■ Written exercise
Please answer these from the passage on teaching literature with music:
1. Who published "Songs in the Key of Lit"?
2. Under what subhead is LitTunes featured?
3. What kind of lesson plans is LitTunes eager to publish?

* START Source document *

Published by The Learning Network of The New York Times, "Songs in the Key of Lit: Ways to Use Music to Study Literature" directs teachers to look at connections between the music of French composer Satie and Plato's Dialogues as the starting point for lesson development. The Sate-Plato connection is one of several ideas put forth in a wide-reaching and smartly organized survey of the concept of teaching literary works with the aid of popular and classical music.
The thoughtful teacher will quickly see that Brown and Ojalvo are providing flexible guidelines and foundational concepts to inform the creation of custom lessons encompassing a multitude of disciplines and genres: English language arts, music, drama, fine arts, and communications. "Songs in the Key of Lit" also features links to related resources.
Among those related resources is LitTunes, which is featured under the subhead "AROUND THE WEB." Thanks, teachers Brown and Ojalvo! We are honored to be included in your excellent lesson plan and join you in the pursuit of academic excellence for our students. Please click the graphics below to visit the web page, "Songs in the Key of Lit . . . ."
LitTunes
Lesson Plan Initiative
LitTunes is working to build on the success of our first year by expanding our library of lessons, which are designed to enhance the teaching of English through the inclusion of music. While many of the current LitTunes lesson plans are units of instruction designed to extend through several classroom sessions, we are eager to publish shorter lesson plans that can fit neatly into one class period.

* END Source document *
* START Information provided *

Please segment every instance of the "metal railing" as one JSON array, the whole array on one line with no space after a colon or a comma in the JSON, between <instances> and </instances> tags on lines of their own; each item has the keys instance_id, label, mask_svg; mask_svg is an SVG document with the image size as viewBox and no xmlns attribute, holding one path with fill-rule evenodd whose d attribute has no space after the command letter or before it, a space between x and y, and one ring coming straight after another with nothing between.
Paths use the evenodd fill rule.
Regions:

* END Information provided *

■ Output of the task
1. The Learning Network of The New York Times.
2. "AROUND THE WEB."
3. Shorter lesson plans that can fit into one class period.